Can you eat sunscreen?

 

 

We are all familiar with the sting of sunburn, but did you know that UV radiation, affects the immune system? Ultraviolet radiation, especially UVB, creates inflammation which leads to reactive oxygen species, which most of us know as free radicals. These free radicals play a central role in accelerating aging, causing loss of firmness and elasticity of our cells. These scavengers leave skin appearing rough, leathery, wrinkled, with uneven pigmentation and at worst skin cancer.

Enter antioxidants. Plentiful in whole, unprocessed foods, antioxidants are believed to protect the skin in multiple ways. Eating tomato paste, which is high in lutein increases tolerance to UV radiation thus reducing sunburn. When Vitamin E is combined with Vitamin C, these nutrients provide protection by increasing sunburn threshold. Polyphenols are found in cocoa, tea, and citrus fruits. They act as enzyme inhibitors, reducing inflammation that may enhance skin cancers. Over a decade ago, Wang et al reported that rats fed green tea polyphenols, experienced fewer UVB related skin tumors (Carcinogenesis 1991, 12:1527-30.)

Having a diet high in the wrong kind of fat may also encourage skin cancers. Diets high in omega 6 fatty acids have been associated with higher rates of squamous cell carcinoma. In a study by Rhodes, et al, receiving high doses of the essential omega 3 fatty acid, EPA (ecosapentaenoic acid) doubled the time before skin became burned (Carcinogenesis, 2003; 24:919-25). Unfortunately, our diets are largely out of balance when it comes to healthy fats. Our modern diets provide a ratio of omega 6 to omega 3 of 10:1. To achieve a healthy 4:1 ratio, reduce the amount of snack and prepared foods that contain canola, soy, sunflower, corn, and safflower oils which are high in omega 6 fats. Replace them with foods high in omega 3 such as nuts, fish, olive oil and avocado and use only use grape seed and olive oils in the kitchen.

[DATA]:
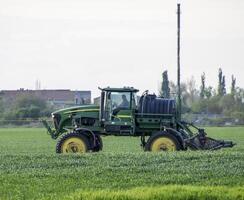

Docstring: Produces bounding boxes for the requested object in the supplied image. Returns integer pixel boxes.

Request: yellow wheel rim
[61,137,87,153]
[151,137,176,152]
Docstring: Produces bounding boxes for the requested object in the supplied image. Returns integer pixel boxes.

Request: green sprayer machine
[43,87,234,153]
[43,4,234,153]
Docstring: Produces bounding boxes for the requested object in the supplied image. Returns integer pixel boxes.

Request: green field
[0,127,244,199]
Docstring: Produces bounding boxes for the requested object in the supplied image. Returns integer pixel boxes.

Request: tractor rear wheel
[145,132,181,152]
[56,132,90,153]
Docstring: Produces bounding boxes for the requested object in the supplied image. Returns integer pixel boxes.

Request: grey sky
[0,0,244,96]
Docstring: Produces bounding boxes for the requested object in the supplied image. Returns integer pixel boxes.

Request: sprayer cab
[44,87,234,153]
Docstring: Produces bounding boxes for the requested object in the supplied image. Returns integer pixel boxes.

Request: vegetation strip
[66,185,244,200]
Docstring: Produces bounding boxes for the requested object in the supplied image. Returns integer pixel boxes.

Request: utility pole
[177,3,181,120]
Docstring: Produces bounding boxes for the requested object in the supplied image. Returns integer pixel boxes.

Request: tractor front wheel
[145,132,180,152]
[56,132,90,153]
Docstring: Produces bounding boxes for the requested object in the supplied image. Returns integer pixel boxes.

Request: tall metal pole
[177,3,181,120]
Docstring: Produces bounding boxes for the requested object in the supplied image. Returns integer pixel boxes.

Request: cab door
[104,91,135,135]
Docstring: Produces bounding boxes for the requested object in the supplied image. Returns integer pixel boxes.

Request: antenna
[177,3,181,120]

[WHAT TO DO]:
A – Repeat word for word the part of the article on diet and sun protection that runs from "Can you eat" up to and including "worst skin cancer.".
B – In the article on diet and sun protection, what ratio of omega 6 to omega 3 do modern diets provide?
C – Put this sentence from the article on diet and sun protection into Spanish: "Polyphenols are found in cocoa, tea, and citrus fruits."

[ANSWERS BY ITEM NUMBER]:
A –
Can you eat sunscreen?

 

 

We are all familiar with the sting of sunburn, but did you know that UV radiation, affects the immune system? Ultraviolet radiation, especially UVB, creates inflammation which leads to reactive oxygen species, which most of us know as free radicals. These free radicals play a central role in accelerating aging, causing loss of firmness and elasticity of our cells. These scavengers leave skin appearing rough, leathery, wrinkled, with uneven pigmentation and at worst skin cancer.

B – Modern diets provide a ratio of 10:1.

C – Los polifenoles se encuentran en el cacao, el té y los cítricos.